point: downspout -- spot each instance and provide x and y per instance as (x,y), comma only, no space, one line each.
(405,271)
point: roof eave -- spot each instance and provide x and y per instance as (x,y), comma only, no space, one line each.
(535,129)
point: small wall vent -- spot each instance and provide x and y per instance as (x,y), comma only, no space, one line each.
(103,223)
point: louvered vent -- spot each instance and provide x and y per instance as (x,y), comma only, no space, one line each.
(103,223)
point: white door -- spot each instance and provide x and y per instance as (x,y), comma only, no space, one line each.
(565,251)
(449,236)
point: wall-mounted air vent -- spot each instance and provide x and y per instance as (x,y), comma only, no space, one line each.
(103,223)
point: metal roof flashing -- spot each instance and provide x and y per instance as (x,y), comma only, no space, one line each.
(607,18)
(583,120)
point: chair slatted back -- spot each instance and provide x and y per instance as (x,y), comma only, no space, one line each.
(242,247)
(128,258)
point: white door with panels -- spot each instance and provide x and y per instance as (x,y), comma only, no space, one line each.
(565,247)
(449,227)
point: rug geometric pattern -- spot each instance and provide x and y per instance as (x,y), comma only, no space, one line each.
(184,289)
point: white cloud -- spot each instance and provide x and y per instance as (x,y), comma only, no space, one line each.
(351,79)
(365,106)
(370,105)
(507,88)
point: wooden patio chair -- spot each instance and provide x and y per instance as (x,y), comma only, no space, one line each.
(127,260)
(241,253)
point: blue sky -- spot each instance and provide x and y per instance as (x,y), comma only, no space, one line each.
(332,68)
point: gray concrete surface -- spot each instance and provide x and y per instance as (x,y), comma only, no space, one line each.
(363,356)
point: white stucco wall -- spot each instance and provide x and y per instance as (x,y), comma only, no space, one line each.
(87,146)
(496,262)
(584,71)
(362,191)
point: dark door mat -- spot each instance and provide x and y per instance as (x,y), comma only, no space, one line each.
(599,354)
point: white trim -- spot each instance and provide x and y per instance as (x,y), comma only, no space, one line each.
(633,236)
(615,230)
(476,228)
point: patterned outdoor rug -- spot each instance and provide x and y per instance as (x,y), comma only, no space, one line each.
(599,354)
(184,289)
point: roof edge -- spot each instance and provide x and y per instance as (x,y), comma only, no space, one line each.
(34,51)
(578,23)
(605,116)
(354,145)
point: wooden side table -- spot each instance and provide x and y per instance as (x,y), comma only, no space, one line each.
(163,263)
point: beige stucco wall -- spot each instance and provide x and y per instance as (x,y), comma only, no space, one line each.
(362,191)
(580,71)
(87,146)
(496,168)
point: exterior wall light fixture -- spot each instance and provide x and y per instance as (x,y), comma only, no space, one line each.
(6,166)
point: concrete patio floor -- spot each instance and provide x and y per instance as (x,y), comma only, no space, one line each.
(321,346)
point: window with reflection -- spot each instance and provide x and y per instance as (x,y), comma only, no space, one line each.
******************************
▶ **Direction**
Can you reproduce every entry above again, word for word and in the same order?

▶ **Exercise result**
point: downspout -- spot each instance and provide x and y per instance as (x,y), comma only, no space, one line each.
(405,271)
point: roof eave -- spot each instance and provide x and y per instance as (x,y), comma only, no space, one line each.
(535,129)
point: small wall vent -- spot each instance and provide x and y per instance as (x,y), comma only, no space, one line each.
(103,223)
point: louvered vent -- spot each instance and provide x and y per instance as (x,y), comma only, no space, one line each.
(103,223)
point: white door -- spot each instance and provide x and y per instance as (x,y), comma only, no space, one line each.
(565,251)
(449,236)
point: wall-mounted air vent -- spot each instance and provide x and y per instance as (x,y), comma only, no space, one line each.
(103,223)
point: metal roof flashing -- spot each instance and provide x and y per instance as (x,y), comma only, no space, one line each.
(607,18)
(583,120)
point: chair slatted back -- spot each instance and provide x and y per instance as (x,y), comma only, no space, one line each.
(242,247)
(128,258)
point: white door with panels -- spot each instance and provide x and y per instance as (x,y), comma only, no space, one line each.
(565,247)
(449,227)
point: rug geometric pattern -- spot each instance and provide x and y per instance as (x,y), comma only, no space, one line each.
(184,289)
point: white cloud -- spot each instance and provide x and y per instance as (x,y), comma only, no space, one line each.
(351,79)
(365,106)
(370,105)
(507,88)
point: wooden patio chair -- spot each instance and provide x and y per instance as (x,y), comma only, no space, one line each.
(127,260)
(241,253)
point: blue sky -- spot each instance and provide x and y per instance as (x,y), comma only, no space, one line each.
(332,68)
point: gray concrete surface -- spot each instance and provide x and y per instance as (x,y), comma only, no space, one line each.
(363,356)
point: white stucco wall -- spot each instance and provide x and y per instance as (x,y), comma only, no space, one line each.
(87,146)
(496,262)
(584,71)
(362,191)
point: dark door mat -- spot each instance and provide x and y per instance as (x,y), comma only, no space, one line each.
(599,354)
point: white trim -- spot each instance and provide x and y per instance as (x,y), comma only, no space, one line each.
(633,236)
(615,230)
(476,228)
point: patterned outdoor rug -- spot each instance and provide x and y per instance as (x,y), comma only, no space, one line each.
(599,354)
(184,289)
point: roof edge -- spot each instance and provide x and y per instance as (x,y), comma only, no space, one line each.
(34,51)
(578,23)
(605,116)
(354,145)
point: wooden side table -- spot each instance and provide x and y per instance as (x,y), comma only, no space, one line each.
(163,263)
point: beige stucco wall -- spot each instance and provide x and y per instance as (x,y), comma only, no space, one line each.
(362,191)
(580,71)
(87,146)
(496,168)
point: exterior wall light fixture -- spot each instance and provide x and y per instance as (x,y), comma only, no space, one line each.
(6,166)
point: concrete patio floor -- spot each instance and provide x and y per instance as (x,y), comma only, no space, one line each.
(321,346)
point: window with reflection -- spot each instance and provide x and y per instance as (x,y), comma only, no space, one line each.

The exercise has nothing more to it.